Task details: Edit the entries below by changing "bounding box" to "enclosing box" and keeping everything else the same, and leave the pictures out of your answer.

** Start **

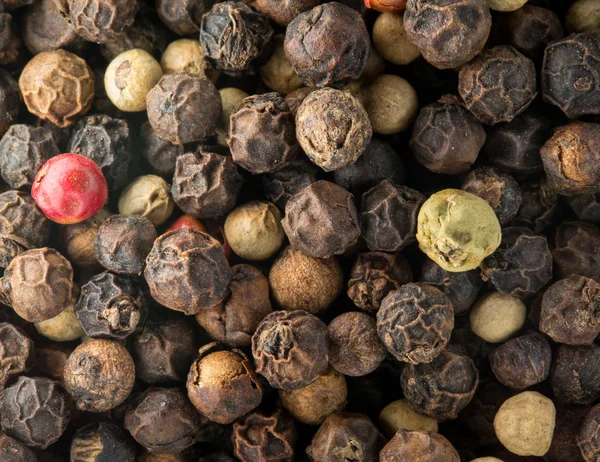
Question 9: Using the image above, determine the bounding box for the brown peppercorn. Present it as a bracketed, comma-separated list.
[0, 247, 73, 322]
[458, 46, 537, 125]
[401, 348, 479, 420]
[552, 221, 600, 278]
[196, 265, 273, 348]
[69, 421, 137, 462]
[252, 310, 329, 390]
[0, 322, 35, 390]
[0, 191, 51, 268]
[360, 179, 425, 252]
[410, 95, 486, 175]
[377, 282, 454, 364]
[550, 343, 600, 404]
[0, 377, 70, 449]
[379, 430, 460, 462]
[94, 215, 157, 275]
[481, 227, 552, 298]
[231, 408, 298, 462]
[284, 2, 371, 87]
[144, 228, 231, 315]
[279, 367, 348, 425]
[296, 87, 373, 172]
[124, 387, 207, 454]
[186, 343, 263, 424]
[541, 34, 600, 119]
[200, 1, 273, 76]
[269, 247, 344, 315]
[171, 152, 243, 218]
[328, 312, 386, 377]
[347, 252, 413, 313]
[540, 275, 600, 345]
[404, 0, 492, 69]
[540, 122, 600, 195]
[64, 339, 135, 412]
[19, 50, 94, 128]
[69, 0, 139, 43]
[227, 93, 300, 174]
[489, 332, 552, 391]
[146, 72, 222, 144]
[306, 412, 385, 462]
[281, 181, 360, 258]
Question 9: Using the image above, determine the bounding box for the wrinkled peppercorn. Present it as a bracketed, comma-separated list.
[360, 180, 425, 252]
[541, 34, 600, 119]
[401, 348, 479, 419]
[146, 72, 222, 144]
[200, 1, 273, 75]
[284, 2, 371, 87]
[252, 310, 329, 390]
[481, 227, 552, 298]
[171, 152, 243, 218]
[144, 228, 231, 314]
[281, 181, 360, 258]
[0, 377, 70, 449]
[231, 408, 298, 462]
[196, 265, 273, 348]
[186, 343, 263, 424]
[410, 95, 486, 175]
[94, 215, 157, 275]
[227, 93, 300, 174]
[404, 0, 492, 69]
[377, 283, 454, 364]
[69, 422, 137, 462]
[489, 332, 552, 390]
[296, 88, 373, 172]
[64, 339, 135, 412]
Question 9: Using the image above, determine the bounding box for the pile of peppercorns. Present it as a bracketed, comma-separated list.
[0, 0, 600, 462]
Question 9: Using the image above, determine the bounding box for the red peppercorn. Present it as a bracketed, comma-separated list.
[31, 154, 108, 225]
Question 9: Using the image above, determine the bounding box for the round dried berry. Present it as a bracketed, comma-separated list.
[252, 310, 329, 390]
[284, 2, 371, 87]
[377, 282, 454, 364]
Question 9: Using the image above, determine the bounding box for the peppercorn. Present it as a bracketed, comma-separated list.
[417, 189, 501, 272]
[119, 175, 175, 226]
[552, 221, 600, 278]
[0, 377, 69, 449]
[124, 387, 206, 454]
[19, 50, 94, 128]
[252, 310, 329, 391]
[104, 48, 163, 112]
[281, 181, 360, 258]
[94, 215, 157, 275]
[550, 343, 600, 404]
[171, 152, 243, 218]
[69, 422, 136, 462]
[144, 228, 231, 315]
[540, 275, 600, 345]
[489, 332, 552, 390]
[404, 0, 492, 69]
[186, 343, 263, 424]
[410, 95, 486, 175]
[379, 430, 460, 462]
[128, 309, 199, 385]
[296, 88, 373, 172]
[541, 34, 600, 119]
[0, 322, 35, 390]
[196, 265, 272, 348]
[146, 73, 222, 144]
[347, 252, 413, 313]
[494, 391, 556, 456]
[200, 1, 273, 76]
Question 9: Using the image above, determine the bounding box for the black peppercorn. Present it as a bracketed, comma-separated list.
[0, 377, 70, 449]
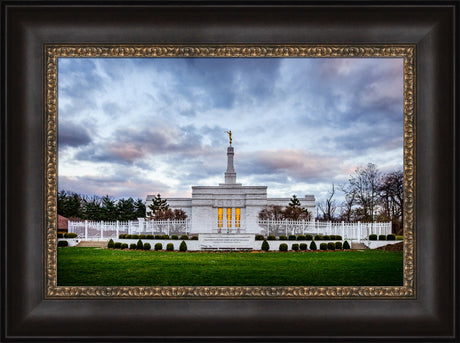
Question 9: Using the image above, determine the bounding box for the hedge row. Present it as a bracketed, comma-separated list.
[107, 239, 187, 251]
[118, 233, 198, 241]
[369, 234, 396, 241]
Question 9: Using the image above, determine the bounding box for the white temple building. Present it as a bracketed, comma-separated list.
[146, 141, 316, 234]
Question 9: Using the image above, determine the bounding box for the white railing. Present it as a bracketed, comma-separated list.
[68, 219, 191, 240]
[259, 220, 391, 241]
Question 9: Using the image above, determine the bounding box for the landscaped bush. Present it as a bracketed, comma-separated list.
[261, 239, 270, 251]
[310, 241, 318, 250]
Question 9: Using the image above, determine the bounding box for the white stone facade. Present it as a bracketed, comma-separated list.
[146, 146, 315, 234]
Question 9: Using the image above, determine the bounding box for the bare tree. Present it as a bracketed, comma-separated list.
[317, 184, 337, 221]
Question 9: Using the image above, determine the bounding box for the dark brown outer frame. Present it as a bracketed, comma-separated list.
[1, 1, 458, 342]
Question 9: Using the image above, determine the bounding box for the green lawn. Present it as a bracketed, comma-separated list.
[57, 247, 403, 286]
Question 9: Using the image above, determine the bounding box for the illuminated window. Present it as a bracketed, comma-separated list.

** End **

Answer to the problem:
Question 9: Using the image above, determine the enclosing box for the brown peppercorn. Present it as a bracketed, comma-separated list.
[0, 247, 73, 322]
[458, 46, 537, 125]
[401, 348, 479, 420]
[552, 221, 600, 278]
[196, 265, 273, 348]
[69, 421, 137, 462]
[252, 310, 329, 390]
[0, 322, 35, 390]
[0, 191, 51, 268]
[360, 179, 425, 252]
[410, 95, 486, 175]
[377, 282, 454, 364]
[550, 343, 600, 404]
[0, 377, 70, 449]
[379, 430, 460, 462]
[94, 215, 157, 275]
[481, 227, 552, 298]
[231, 408, 298, 462]
[284, 2, 371, 87]
[144, 228, 231, 315]
[279, 367, 348, 425]
[296, 87, 373, 172]
[124, 387, 207, 454]
[186, 343, 263, 424]
[541, 34, 600, 119]
[200, 1, 273, 76]
[269, 247, 344, 315]
[171, 152, 243, 218]
[328, 312, 386, 377]
[347, 252, 413, 313]
[540, 275, 600, 345]
[404, 0, 492, 69]
[540, 122, 600, 195]
[64, 339, 135, 412]
[19, 50, 94, 128]
[69, 0, 139, 43]
[227, 93, 300, 174]
[489, 332, 552, 391]
[146, 72, 222, 144]
[306, 412, 385, 462]
[281, 181, 360, 258]
Question 9: Using the image above, determine the enclosing box for the wrinkled peppercorn. Present it as a bracketed, comma-separated list.
[360, 180, 425, 252]
[541, 34, 600, 119]
[401, 348, 479, 419]
[146, 72, 222, 144]
[200, 1, 273, 75]
[284, 2, 371, 87]
[252, 310, 329, 390]
[481, 227, 552, 298]
[171, 152, 243, 218]
[144, 228, 231, 314]
[281, 181, 360, 258]
[0, 377, 70, 449]
[231, 408, 298, 462]
[196, 265, 273, 348]
[186, 343, 263, 424]
[410, 95, 486, 175]
[94, 215, 157, 275]
[227, 93, 300, 174]
[404, 0, 492, 69]
[377, 283, 454, 364]
[69, 422, 137, 462]
[489, 332, 552, 390]
[296, 88, 373, 172]
[64, 339, 135, 412]
Question 9: Using the image above, determine the enclosing box for the pile of peppercorns. Present it as a bracketed, comma-separated list.
[0, 0, 600, 462]
Question 9: Using the image above, determine the enclosing box for the red peppercorn. Present it as a bracketed, comma-separated list.
[31, 154, 108, 225]
Question 9: Using the image above, determine the enclosing box for the round dried berry. Present it as a bracketed, comma-separated list.
[252, 310, 329, 390]
[284, 2, 371, 87]
[377, 282, 454, 364]
Question 9: Using the image above, determine the enclosing box for the peppercorn. Present it as a bracketed, comma-separated list.
[417, 189, 501, 272]
[119, 175, 175, 226]
[552, 221, 600, 278]
[0, 377, 69, 449]
[124, 387, 206, 454]
[19, 50, 94, 128]
[252, 310, 329, 391]
[104, 48, 163, 112]
[281, 181, 360, 258]
[94, 215, 157, 275]
[550, 343, 600, 404]
[171, 152, 243, 218]
[69, 422, 136, 462]
[144, 228, 231, 315]
[540, 275, 600, 345]
[489, 332, 552, 390]
[404, 0, 492, 69]
[186, 343, 263, 424]
[410, 95, 486, 175]
[379, 430, 460, 462]
[128, 309, 199, 385]
[296, 88, 373, 172]
[541, 34, 600, 119]
[0, 322, 35, 390]
[196, 265, 272, 348]
[146, 73, 222, 144]
[347, 252, 413, 313]
[494, 391, 556, 456]
[200, 1, 273, 76]
Question 9: Using the image above, determine the enclosing box for the black peppercorn. Present it as a bracketed, comma-separated list.
[0, 377, 70, 449]
Question 9: Using the image above, determine the enclosing box for the hedge row. Present it as a bracketed, comma-separated list.
[107, 239, 187, 251]
[118, 233, 198, 241]
[369, 234, 396, 241]
Question 9: Using the image above, determine the enclosing box for the white temple building. Present it as a bracketed, comma-separated list.
[146, 141, 316, 234]
Question 9: Using the image above, determine the enclosing box for the white railing. Present it as a bracketed, comma-separated list.
[68, 219, 191, 240]
[259, 220, 391, 241]
Question 9: Using the image above, determine the enclosing box for the landscaped bush. Present it as a bracketed, comma-separated list.
[261, 239, 270, 251]
[310, 241, 318, 250]
Question 9: Using the image above, determine the enclosing box for the white stone facade. Present it as a bracketed, comma-separated list.
[146, 146, 315, 234]
Question 9: Using the image above, determine the enclosing box for the bare tree. Present it as a bracketed, comma-separated list.
[317, 184, 337, 221]
Question 9: Using the image above, determine the enclosing box for the dark brown outer frame. Present it as a bracketed, comma-separated list.
[1, 1, 458, 342]
Question 9: Using the image above, determine the enclosing box for the green lawn. Present it as a bracketed, comma-separated list.
[57, 247, 403, 286]
Question 9: Using the image above, determine the enclosing box for the illuminated window. Present it as a bracketed, comma-separated list.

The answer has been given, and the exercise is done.